Extract to read —
• • • • • • •

# Picky Pomeranian..? Need food help!



## Valentino (Oct 13, 2008)

I have a one year old pomeranian who is a picky eater. When I first got Jackie, my dog, he was on Ceasers but I learned that they weren't that healthy so I switched him off. Currently I have Jackie on a mix of half wet and half dry. The first type of canned food I got was Homestyle by NaturesVariety and he hated it. He would wait until he was absolutely hungry to eat it! So after spending a few weeks trying Homestyle, I decided to try another type of canned food. I went out and bought another really healthy choice, Merricks brand dog food. He still won't touch it.

What should I do? I don't want to give him cheap crap like Ceasers because I want to take pride in feeding him healthy balance, but hes making it so impossibe..


----------



## Bellasmom (Aug 14, 2008)

Sometimes we can try all the "best foods" there are and our dogs wont eat them no matter how long we hold out. I would say go with what is best for you and your dog. Not for what you think others think is best for him. There are things much worse than Ceasars out there.


----------



## skelaki (Nov 9, 2006)

• • • • • • •

Required work —
1. In the thread about the picky Pomeranian, what was the first canned food Jackie was given?
2. Write the next part of the picky Pomeranian thread, picking up after its final line.

Data list —
• • • • • • •

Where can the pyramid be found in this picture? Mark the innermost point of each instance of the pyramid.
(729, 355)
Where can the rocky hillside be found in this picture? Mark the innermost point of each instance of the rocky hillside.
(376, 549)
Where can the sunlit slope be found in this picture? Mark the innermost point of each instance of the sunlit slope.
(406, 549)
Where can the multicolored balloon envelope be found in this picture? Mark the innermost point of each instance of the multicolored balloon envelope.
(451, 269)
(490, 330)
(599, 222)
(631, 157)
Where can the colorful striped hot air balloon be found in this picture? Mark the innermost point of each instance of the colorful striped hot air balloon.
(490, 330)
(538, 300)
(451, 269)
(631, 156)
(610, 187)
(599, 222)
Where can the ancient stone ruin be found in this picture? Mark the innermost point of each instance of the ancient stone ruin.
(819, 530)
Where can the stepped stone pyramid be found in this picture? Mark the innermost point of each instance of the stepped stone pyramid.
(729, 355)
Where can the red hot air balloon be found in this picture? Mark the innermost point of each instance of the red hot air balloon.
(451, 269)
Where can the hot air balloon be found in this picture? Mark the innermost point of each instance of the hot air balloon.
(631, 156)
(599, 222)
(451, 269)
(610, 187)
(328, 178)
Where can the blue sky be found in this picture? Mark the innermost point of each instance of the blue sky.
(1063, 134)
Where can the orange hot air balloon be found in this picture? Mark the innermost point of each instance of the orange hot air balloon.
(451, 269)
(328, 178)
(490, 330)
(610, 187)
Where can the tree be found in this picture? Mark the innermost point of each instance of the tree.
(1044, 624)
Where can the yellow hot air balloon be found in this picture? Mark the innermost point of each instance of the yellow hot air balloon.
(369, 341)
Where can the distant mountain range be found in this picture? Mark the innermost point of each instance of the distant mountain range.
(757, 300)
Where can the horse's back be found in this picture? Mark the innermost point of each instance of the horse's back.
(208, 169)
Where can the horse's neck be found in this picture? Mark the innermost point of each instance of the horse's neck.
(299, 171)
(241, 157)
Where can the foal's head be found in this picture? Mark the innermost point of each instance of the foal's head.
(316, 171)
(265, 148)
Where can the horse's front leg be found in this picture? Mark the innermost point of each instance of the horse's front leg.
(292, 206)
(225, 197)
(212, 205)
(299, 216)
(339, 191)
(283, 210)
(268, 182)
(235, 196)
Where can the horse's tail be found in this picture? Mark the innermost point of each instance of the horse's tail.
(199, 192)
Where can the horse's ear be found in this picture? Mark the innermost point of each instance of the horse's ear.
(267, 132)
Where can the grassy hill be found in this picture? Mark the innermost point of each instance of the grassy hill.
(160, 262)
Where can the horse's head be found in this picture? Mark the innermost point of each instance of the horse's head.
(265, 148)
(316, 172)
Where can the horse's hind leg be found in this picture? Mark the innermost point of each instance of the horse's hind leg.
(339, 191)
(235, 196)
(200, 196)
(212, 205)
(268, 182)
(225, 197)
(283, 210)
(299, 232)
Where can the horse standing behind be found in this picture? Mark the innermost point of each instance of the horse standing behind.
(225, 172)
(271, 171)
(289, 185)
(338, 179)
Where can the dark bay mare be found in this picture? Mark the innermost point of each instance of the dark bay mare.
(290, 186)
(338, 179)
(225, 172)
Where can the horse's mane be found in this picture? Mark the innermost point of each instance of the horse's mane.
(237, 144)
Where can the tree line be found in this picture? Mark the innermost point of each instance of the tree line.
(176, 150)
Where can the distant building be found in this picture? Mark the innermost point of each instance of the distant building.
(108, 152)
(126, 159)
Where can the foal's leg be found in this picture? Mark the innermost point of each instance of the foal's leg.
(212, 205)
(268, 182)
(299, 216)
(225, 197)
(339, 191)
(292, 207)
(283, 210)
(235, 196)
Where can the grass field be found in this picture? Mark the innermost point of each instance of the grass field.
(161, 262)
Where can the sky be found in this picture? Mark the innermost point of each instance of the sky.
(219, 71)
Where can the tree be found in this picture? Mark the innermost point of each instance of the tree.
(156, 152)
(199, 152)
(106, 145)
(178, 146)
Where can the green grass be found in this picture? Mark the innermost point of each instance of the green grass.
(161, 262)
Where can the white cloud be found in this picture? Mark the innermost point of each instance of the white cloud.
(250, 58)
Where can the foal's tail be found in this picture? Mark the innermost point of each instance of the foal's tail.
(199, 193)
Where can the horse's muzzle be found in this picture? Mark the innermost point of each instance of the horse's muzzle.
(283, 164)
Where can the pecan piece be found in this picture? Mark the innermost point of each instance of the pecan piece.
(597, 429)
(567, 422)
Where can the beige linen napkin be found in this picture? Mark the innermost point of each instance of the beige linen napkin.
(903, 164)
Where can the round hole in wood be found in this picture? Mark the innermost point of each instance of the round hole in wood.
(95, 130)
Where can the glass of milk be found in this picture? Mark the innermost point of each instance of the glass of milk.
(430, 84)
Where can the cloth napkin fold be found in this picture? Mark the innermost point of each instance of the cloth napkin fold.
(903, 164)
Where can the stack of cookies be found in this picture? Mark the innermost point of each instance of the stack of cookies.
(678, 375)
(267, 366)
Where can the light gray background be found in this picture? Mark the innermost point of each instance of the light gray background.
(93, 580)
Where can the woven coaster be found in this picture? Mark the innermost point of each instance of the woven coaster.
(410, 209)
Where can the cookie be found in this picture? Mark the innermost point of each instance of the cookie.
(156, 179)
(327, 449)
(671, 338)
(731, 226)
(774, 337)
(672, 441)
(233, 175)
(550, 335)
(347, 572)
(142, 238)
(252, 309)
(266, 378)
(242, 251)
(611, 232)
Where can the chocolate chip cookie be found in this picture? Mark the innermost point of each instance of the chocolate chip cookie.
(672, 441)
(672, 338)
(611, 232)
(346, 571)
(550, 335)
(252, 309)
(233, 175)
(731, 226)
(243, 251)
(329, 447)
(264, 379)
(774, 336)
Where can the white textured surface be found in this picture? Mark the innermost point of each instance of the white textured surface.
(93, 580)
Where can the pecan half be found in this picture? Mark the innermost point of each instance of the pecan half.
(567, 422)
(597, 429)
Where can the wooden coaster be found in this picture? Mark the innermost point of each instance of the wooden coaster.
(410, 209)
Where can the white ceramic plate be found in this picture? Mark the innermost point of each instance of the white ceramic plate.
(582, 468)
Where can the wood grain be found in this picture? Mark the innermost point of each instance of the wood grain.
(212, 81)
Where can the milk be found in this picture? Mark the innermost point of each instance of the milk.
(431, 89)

• • • • • • •

Answers to the exercises —
1. Homestyle by NaturesVariety.

2.
Picky eaters are made by people giving in and catering to their dog's whims. You decide on what you want to feed him whether it be Caesars, Merrick or some other food. Then you put the dish down for a limited time, say 20 minutes, at meal time. If he doesn't eat it, pick it up (refrigerate if you're feeding wet food of any type) and he waits until the next scheduled meal before he gets the chance to eat again (and, no yummy snacks between meals). Then put the same food down again for the same amount of time. Repeat until he learns that he'd better eat what you serve when it's served.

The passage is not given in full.